* **Reading text**:
⁂

Do Dogs Need Vitamin D?
The nutrition in a dog’s diet can play a major role in their health and behavior, so it’s natural that many pet owners are conscious of what they feed their pups. While there are some well-known “no’s” for dogs (think chocolate, grapes, onions), it can be overwhelming to determine what foods are good for them. Meat, vegtables, fruits and nuts are all valuable sources of vitamins and minerals.
Many pet owners find it particularly confusing to know if their dog is getting enough vitamin D. For humans, the main source of vitamin D comes from direct exposure to sunlight. However, dog’s can’t absorb vitamin D from the sun. This leaves some pet owners wondering “do dogs need vitamin D?”
We explore this question below, as well as offer tips to help recognize a vitamin D deficiency and share recommendations on foods to support your dog’s vitamin D levels.
Benefits of Vitamin D For Dogs
Since dogs can’t absorb vitamin D from the sun, it’s important that this nutrient is included in their diet. Vitamin D is essential because it promotes the absorption of calcium and phosphate in the intestines. Proper absorption of these key minerals is important to help support strong bones and teeth as well as promote muscle development.
Vitamin D is also an anti-inflammatory and antioxidant, so it helps boost immune health and can support brain cell activity. Not having sufficient vitamin D can lead to lethargy and longer healing responses within your dog.
How to Know If Your Dog Is Getting Enough Vitamin D
Because dogs can’t tap us on the shoulder and let us know they aren’t getting enough vitamin D, it’s important that dog owners watch for signs that could indicate their dog might need more of this important nutrient.
If you have questions about your dog’s vitamin D needs, reach out to your vet.

⁂

* **Check your understanding**:
1. Reproduce word for word the portion of the vitamin D article that opens with the words containing "Benefits of Vitamin" and closes with "this important nutrient.".
2. Decide whether each statement agrees with the vitamin D article, answering yes or no and quoting the words that settle it: (a) Dogs can absorb vitamin D from sunlight. (b) Vitamin D promotes the absorption of calcium and phosphate in the intestines. (c) A lack of enough vitamin D can lead to lethargy in a dog.
The material that comes next has nothing to do with the article on vitamin D for dogs.

⁂

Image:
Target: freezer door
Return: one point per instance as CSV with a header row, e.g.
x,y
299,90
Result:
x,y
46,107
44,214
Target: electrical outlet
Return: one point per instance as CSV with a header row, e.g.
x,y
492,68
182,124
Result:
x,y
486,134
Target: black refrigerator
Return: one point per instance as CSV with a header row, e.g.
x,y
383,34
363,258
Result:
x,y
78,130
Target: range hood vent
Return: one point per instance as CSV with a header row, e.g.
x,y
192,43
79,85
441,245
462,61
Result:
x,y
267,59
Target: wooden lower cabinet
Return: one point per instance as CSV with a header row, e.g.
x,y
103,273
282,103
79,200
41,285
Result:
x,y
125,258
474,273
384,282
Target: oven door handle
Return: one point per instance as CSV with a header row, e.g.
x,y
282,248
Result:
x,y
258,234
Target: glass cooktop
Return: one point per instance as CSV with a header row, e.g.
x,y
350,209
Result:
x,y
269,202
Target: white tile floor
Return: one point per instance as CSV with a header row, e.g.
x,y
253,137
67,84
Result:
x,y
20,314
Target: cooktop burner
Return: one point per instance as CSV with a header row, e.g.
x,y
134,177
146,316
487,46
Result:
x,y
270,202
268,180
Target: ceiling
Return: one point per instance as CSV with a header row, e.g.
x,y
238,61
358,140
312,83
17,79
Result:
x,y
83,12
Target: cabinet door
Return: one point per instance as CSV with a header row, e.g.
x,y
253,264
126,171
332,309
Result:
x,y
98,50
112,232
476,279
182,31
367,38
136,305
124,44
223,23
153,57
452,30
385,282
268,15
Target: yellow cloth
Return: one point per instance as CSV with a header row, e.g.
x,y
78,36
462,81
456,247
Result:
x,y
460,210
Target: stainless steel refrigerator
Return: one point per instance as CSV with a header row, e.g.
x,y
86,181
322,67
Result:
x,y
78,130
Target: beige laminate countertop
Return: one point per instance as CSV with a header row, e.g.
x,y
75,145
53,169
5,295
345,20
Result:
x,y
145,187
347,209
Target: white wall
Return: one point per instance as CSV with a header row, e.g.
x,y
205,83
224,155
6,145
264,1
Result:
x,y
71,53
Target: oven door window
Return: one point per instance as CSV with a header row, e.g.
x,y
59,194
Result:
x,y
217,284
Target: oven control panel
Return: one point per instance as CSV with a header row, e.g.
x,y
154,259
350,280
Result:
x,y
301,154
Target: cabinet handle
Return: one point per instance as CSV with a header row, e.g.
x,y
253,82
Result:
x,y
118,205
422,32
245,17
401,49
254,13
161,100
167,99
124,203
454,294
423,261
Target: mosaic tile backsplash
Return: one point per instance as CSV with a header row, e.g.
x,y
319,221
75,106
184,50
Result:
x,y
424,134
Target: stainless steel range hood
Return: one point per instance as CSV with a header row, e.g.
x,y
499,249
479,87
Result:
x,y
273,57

⁂

* **Answers provided**:
1.
Benefits of Vitamin D For Dogs
Since dogs can’t absorb vitamin D from the sun, it’s important that this nutrient is included in their diet. Vitamin D is essential because it promotes the absorption of calcium and phosphate in the intestines. Proper absorption of these key minerals is important to help support strong bones and teeth as well as promote muscle development.
Vitamin D is also an anti-inflammatory and antioxidant, so it helps boost immune health and can support brain cell activity. Not having sufficient vitamin D can lead to lethargy and longer healing responses within your dog.
How to Know If Your Dog Is Getting Enough Vitamin D
Because dogs can’t tap us on the shoulder and let us know they aren’t getting enough vitamin D, it’s important that dog owners watch for signs that could indicate their dog might need more of this important nutrient.

2.
(a) No: "Since dogs can’t absorb vitamin D from the sun"
(b) Yes: "Vitamin D is essential because it promotes the absorption of calcium and phosphate in the intestines."
(c) Yes: "Not having sufficient vitamin D can lead to lethargy and longer healing responses within your dog."